** START OF PASSAGE GIVEN **

The Australian Brandenburg Orchestra celebrated its 30th anniversary by performing the set of concertos from which the orchestra takes their name, and they did so in fine style.
Before the concert commenced, Paul Dyer, the orchestra’s artistic director and co-founder, came on stage for a chat with the audience. He brought with him two of the orchestra’s younger members, partly to illustrate how young he was when he stepped on Stage at the Sydney Opera House for that first concert. At that time in Australia, terms such as “authentic”, “original” and “period” were commonly used for one-off performances using Baroque instruments or reproductions. But here was Paul Dyer and Bruce Applebaum attempting to form an orchestra at a time before the currently accepted term, HIP (Historically Informed Performance), was even hip. The triumphant results were on full display at Saturday’s concert at the Melbourne Recital Centre featuring five of Bach’s Brandenburg Concertos.
Concerto No. 4 opened the concert with solo parts for two recorders and violin, and it quickly became apparent how comfortable the performers were with the way Bach plays with conventions and Baroque affects in these concertos. The first movement is often treated as having three equal solo parts playing in the same style to a metronomic beat. However, Melissa Farrow and Mikaela Olberg (recorders) and Shaun Lee-Chen (violin) understood the contrasting styles required. The recorders began their mellifluous duet only to be interrupted from time to time with virtuosic violin flourishes. Surely such flair and technical skill should be enough to impress any young ladies, but they continued with a dignified affettuoso while casually managing to toss off some “unplayable” top f sharps along the way. The recorders carried their dignity into the middle movement before the whole ensemble became in involved in the masterly fugal writing of the final movement.
Already, it was clear that we were in for a special night.
Concerto No. 6 featured the velvety texture of lower strings and the rare opportunity hear two violas as featured soloists. The central movement, played for the most part without keyboard continuo, produced the most intimate music making of the evening.
Performing the Brandenburg Concertos as a set requires several decisions to be made about instrumentation. The double bass or violone part is not composed for the same type of instrument in all six concertos. Fortunately, bassist Rob Nairn was able to accommodate them on the one instrument while at the same time showing exemplary musicianship throughout the night. Similarly, the self-effacing small harpsichord which had been used for the first two works of the night would have been no match for the demands of Concerto No. 5. Paul Dyer’s own larger instrument was brought on to tackle that task.
Concerto No. 5 is for solo flute, violin and harpsichord, but part way through the first movement the harpsichord brushes everyone else aside and launches into a giant cadenza. At the time when these works were sent to the Margrave of Brandenburg, Bach had a minor reputation as a composer but a more major one as a performer on harpsichord and organ. This cadenza, which Bach had substituted for an earlier much shorter one, may well have been intended to remind the Margrave that if he employed Bach for his court, he would be getting a top of the line performer. This cadenza was also Paul Dyer’s chance to shine and he did not disappoint. Throwing off fistfuls of notes, any imperfections were lost in the relentless forward momentum. In the middle movement, the three soloists displayed a perfectly balanced suavity of style with a whiff of the French court before heading off to the final gigue.

** END OF PASSAGE GIVEN **
** START OF DATA ENTRIES **

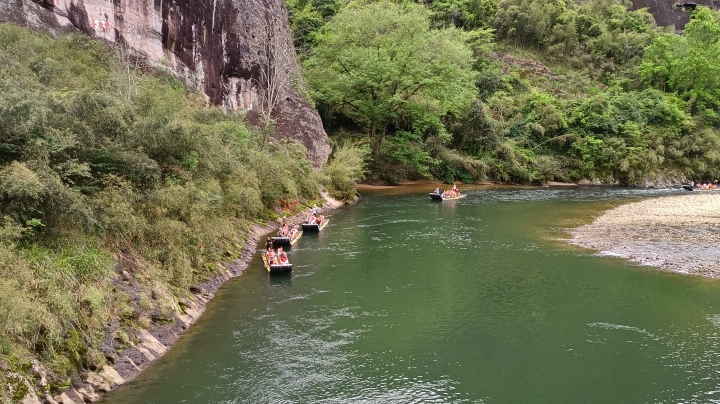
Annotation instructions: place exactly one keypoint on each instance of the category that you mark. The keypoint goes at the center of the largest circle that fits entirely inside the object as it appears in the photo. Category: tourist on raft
(451, 193)
(293, 231)
(271, 256)
(282, 257)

** END OF DATA ENTRIES **

→ **PROBLEM**
Please list every musician the concert review names as playing during the Melbourne Recital Centre concert, along with the instrument the review gives for each.

→ **EXERCISE OUTPUT**
- Melissa Farrow: recorder
- Mikaela Olberg: recorder
- Shaun Lee-Chen: violin
- Rob Nairn: double bass
- Paul Dyer: harpsichord